● **What is expected**: The records below need retyping in full; give them again exactly.

[Source data]

* Start *

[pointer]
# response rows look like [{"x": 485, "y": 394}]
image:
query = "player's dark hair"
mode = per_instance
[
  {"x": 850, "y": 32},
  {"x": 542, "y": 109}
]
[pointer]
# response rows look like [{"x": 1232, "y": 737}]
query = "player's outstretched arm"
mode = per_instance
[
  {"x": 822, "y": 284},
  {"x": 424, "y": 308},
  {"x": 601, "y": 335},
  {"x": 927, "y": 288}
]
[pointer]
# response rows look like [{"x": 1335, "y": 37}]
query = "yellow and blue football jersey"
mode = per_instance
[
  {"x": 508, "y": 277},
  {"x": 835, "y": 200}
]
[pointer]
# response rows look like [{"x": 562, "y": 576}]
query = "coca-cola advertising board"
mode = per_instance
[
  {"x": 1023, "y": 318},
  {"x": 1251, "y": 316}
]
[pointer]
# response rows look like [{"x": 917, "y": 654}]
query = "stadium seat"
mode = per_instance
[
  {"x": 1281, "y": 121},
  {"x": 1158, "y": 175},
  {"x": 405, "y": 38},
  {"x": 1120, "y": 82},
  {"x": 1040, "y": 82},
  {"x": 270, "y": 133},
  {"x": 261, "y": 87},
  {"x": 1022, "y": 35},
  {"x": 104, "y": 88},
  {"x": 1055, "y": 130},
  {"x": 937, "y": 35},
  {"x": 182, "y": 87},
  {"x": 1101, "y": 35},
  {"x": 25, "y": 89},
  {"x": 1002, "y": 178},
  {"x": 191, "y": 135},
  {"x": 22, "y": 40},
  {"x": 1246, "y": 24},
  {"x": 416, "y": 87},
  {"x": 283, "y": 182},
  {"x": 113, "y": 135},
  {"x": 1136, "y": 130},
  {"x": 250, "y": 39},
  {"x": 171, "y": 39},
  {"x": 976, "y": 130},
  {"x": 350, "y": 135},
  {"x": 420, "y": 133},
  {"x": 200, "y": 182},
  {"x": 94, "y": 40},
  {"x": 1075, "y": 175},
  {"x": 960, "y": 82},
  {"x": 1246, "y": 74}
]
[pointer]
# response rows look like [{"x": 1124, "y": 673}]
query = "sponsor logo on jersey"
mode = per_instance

* End *

● **Task result**:
[pointer]
# response rows look like [{"x": 485, "y": 394}]
image:
query = "player's dark hair"
mode = per_instance
[
  {"x": 850, "y": 32},
  {"x": 542, "y": 109}
]
[pointer]
# response rows look like [{"x": 1232, "y": 737}]
query = "player's outstretched arm"
mode = per_instance
[
  {"x": 822, "y": 284},
  {"x": 424, "y": 308},
  {"x": 601, "y": 335},
  {"x": 927, "y": 288}
]
[pointer]
# response rows look like [{"x": 1335, "y": 37}]
query = "yellow and blue football jersey"
mode = per_instance
[
  {"x": 508, "y": 277},
  {"x": 835, "y": 200}
]
[pointer]
# response rows look like [{"x": 562, "y": 576}]
query = "coca-cola advertising board"
mode = per_instance
[
  {"x": 1023, "y": 318},
  {"x": 1251, "y": 316}
]
[pointer]
# response rows look like [{"x": 917, "y": 654}]
query = "stadium seat"
mode = per_instance
[
  {"x": 1281, "y": 121},
  {"x": 1158, "y": 175},
  {"x": 405, "y": 38},
  {"x": 1120, "y": 82},
  {"x": 1040, "y": 82},
  {"x": 270, "y": 133},
  {"x": 261, "y": 87},
  {"x": 1022, "y": 35},
  {"x": 104, "y": 88},
  {"x": 1055, "y": 130},
  {"x": 937, "y": 35},
  {"x": 182, "y": 87},
  {"x": 1101, "y": 35},
  {"x": 25, "y": 89},
  {"x": 1002, "y": 178},
  {"x": 191, "y": 135},
  {"x": 22, "y": 40},
  {"x": 1246, "y": 24},
  {"x": 416, "y": 87},
  {"x": 283, "y": 182},
  {"x": 113, "y": 135},
  {"x": 1136, "y": 130},
  {"x": 250, "y": 39},
  {"x": 171, "y": 39},
  {"x": 976, "y": 130},
  {"x": 350, "y": 135},
  {"x": 420, "y": 133},
  {"x": 200, "y": 182},
  {"x": 94, "y": 40},
  {"x": 1075, "y": 175},
  {"x": 960, "y": 82},
  {"x": 1246, "y": 74}
]
[pointer]
# response rows look like [{"x": 1124, "y": 673}]
query = "sponsor logo on jersey"
mode = per_instance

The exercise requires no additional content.